======== Text segment ========

BT migrates existing customers in planned phases organised by area, with notice given ahead of each move, and the whole programme follows Openreach's published timeline for completion in 2027. New orders and house moves tend to be handled earlier. Customers with additional needs may be contacted separately so their line can be moved with extra care once the right protections are in place.

Do I need a new router for BT Digital Voice?

A customer who already has a BT router with a telephone port may not need new hardware, while others are supplied with compatible equipment as part of the migration. The key change is that the phone plugs into the router rather than the wall socket. The router must remain powered for the line to work, which is why battery backup matters for at-risk customers.

What support does BT offer vulnerable customers?

BT identifies customers who depend on their landline and can provide additional help, including battery backup so the line can reach emergency services during a power cut. This follows Ofcom's expectation that providers protect at-risk customers for at least one hour in a power failure. Anyone unsure whether they qualify, or who cares for someone who relies on the landline, should raise it with BT directly.

Will my phone number change when I go to Digital Voice?

======== Extracted material ========

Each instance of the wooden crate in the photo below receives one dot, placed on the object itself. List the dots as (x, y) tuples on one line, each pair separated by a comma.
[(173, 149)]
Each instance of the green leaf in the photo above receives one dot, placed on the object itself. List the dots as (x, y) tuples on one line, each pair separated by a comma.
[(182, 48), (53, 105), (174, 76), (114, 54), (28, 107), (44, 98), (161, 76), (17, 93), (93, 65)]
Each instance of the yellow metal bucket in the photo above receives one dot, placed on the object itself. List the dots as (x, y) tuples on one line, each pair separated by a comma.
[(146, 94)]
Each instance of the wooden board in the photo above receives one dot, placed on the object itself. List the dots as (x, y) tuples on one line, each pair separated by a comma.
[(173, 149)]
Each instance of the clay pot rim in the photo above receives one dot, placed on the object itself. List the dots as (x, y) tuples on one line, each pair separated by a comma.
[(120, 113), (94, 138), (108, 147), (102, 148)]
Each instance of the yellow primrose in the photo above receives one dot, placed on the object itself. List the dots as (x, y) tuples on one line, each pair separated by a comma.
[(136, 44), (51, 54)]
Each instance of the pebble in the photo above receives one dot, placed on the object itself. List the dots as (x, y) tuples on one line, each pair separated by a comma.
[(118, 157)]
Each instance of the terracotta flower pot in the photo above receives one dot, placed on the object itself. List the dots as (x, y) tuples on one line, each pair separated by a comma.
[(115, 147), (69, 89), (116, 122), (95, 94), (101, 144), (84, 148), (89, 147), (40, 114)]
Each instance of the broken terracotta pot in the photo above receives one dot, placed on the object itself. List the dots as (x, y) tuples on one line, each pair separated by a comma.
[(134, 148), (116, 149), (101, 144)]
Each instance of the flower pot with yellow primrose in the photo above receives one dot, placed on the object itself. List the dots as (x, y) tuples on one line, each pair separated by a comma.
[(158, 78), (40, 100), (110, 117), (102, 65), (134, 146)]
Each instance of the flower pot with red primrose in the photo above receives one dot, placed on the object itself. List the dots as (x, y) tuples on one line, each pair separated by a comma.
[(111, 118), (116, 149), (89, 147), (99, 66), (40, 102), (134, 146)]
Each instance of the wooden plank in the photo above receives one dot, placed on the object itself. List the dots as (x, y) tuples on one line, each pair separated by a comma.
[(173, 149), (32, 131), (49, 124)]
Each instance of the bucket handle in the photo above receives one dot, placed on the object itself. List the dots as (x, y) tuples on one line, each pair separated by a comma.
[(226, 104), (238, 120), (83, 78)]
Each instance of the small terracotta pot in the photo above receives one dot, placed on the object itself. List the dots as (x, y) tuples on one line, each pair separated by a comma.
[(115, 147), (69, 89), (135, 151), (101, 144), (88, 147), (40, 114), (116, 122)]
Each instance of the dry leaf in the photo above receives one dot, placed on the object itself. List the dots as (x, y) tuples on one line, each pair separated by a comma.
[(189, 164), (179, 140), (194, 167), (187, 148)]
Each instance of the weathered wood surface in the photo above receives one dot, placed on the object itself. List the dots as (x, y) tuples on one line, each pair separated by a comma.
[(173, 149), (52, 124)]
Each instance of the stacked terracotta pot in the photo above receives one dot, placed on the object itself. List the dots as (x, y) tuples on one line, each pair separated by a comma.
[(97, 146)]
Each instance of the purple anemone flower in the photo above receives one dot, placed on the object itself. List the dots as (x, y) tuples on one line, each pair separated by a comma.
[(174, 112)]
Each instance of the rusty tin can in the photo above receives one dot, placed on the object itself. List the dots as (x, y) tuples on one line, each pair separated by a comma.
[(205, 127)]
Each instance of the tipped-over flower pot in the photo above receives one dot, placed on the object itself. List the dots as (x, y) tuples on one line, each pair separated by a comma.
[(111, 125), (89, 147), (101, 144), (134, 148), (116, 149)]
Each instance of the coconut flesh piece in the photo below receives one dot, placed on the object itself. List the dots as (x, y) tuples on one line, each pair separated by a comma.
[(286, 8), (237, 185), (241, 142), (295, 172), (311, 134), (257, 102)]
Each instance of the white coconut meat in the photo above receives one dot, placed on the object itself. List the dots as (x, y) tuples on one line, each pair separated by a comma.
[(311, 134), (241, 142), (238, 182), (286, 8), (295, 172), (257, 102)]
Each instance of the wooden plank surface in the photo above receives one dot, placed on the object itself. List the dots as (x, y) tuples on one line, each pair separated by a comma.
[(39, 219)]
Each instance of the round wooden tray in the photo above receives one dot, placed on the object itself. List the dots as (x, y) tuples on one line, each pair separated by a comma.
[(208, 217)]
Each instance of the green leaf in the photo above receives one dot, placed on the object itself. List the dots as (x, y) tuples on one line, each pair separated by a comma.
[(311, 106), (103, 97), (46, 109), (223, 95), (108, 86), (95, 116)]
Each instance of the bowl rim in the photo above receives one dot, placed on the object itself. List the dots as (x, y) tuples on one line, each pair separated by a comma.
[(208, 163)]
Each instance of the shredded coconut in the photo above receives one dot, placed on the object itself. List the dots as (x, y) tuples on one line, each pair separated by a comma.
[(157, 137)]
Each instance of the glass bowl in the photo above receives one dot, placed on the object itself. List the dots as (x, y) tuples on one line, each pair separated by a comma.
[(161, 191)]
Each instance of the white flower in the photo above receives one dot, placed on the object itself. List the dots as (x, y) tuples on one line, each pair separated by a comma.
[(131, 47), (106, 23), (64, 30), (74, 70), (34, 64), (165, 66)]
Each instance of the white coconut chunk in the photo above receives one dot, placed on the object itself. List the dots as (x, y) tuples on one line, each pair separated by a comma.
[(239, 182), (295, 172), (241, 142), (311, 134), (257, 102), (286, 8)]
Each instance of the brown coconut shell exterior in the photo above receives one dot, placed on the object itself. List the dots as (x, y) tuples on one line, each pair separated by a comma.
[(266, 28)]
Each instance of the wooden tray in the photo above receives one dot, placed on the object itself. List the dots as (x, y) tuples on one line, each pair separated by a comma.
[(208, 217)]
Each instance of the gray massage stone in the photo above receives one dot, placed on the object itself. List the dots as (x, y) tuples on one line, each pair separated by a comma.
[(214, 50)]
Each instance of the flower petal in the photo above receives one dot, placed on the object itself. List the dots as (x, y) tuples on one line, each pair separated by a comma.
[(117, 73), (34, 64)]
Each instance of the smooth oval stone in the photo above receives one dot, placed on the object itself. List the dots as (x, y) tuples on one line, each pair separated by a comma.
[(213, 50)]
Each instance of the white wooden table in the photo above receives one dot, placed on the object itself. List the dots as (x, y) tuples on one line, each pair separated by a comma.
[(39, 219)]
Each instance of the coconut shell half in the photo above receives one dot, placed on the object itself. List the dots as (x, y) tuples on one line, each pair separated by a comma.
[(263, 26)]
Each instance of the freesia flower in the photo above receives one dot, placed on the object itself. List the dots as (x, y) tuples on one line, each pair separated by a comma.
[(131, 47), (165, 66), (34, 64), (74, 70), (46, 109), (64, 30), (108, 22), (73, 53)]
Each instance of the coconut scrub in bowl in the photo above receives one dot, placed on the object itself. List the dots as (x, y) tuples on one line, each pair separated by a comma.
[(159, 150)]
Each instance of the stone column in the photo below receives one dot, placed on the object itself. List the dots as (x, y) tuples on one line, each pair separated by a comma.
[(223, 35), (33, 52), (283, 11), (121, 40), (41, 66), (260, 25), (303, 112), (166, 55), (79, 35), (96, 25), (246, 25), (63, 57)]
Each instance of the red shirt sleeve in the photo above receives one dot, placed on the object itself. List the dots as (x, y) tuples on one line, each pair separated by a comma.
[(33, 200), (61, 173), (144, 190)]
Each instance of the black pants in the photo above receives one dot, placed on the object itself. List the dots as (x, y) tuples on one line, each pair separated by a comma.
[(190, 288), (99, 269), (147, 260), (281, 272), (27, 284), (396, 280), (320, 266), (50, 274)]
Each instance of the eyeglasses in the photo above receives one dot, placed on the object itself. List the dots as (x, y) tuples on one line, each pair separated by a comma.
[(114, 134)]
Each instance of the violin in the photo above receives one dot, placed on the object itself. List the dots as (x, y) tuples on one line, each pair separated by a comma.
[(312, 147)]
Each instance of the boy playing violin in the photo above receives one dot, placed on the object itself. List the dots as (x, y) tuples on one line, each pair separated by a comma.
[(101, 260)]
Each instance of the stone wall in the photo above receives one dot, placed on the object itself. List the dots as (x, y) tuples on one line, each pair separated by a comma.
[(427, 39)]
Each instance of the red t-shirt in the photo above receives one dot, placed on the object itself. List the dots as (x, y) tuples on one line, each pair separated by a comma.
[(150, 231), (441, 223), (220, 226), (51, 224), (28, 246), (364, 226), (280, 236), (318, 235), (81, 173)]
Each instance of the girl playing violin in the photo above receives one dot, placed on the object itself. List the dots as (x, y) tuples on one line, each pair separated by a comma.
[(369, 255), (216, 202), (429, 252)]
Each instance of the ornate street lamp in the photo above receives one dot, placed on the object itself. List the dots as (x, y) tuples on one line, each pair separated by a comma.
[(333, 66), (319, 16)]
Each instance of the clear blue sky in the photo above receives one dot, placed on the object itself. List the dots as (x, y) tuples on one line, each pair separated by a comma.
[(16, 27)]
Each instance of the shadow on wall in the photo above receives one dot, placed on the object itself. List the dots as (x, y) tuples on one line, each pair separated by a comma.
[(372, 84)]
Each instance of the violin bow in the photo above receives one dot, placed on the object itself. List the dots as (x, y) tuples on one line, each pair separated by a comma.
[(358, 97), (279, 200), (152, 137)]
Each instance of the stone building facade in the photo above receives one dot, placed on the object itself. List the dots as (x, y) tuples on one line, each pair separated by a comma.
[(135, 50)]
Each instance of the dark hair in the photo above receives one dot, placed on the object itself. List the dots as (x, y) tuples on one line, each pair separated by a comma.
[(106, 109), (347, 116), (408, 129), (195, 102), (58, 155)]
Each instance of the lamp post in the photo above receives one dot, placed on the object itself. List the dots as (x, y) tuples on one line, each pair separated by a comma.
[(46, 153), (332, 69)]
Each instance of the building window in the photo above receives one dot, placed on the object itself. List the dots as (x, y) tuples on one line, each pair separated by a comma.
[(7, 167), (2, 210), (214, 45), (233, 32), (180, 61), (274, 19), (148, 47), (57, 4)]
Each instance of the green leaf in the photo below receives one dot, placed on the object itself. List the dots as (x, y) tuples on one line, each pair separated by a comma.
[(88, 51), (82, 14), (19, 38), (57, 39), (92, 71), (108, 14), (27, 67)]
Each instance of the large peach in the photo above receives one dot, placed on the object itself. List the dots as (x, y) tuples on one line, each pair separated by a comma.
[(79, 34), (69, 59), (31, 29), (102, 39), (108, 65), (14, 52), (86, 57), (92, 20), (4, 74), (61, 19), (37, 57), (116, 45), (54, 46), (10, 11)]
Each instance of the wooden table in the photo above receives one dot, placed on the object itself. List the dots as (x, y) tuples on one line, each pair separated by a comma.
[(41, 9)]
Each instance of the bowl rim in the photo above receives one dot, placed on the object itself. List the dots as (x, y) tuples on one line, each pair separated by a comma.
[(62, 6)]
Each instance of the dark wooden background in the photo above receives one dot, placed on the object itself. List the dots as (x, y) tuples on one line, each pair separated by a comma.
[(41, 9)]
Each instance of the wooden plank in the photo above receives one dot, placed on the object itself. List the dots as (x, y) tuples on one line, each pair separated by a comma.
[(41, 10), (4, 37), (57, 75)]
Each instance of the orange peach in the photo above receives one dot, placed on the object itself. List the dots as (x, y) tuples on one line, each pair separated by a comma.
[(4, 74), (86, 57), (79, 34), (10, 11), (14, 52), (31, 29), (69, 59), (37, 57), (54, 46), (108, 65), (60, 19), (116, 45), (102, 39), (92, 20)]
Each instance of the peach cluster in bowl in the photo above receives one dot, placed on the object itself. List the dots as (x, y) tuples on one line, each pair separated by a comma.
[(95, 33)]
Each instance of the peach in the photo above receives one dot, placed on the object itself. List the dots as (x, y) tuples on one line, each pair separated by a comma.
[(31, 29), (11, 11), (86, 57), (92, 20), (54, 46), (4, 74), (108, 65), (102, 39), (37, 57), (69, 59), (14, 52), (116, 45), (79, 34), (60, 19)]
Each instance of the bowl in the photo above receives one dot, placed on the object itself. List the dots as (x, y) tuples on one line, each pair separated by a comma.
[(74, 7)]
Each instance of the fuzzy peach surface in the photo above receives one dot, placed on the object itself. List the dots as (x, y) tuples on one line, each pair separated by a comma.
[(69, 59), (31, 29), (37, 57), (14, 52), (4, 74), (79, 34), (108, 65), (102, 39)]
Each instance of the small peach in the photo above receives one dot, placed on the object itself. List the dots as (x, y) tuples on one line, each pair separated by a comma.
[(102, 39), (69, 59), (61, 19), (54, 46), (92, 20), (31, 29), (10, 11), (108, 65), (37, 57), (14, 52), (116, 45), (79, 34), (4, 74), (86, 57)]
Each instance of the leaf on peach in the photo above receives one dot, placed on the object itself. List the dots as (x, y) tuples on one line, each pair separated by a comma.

========

Tasks to complete:
1: Answer these from the Digital Voice text:
(a) In what year does Openreach's published timeline have the programme completed?
(b) What does the phone plug into after the change?
(c) For at least how long does Ofcom expect providers to protect at-risk customers in a power failure?
2: Update the Digital Voice text, starting at "BT migrates existing" and ending at "for at-risk customers.", so that "wall socket" reads "phone socket".
Rely on the Digital Voice text alone.

Solution set:
1:
(a) 2027
(b) The router, rather than the wall socket
(c) At least one hour

2:
BT migrates existing customers in planned phases organised by area, with notice given ahead of each move, and the whole programme follows Openreach's published timeline for completion in 2027. New orders and house moves tend to be handled earlier. Customers with additional needs may be contacted separately so their line can be moved with extra care once the right protections are in place.

Do I need a new router for BT Digital Voice?

A customer who already has a BT router with a telephone port may not need new hardware, while others are supplied with compatible equipment as part of the migration. The key change is that the phone plugs into the router rather than the phone socket. The router must remain powered for the line to work, which is why battery backup matters for at-risk customers.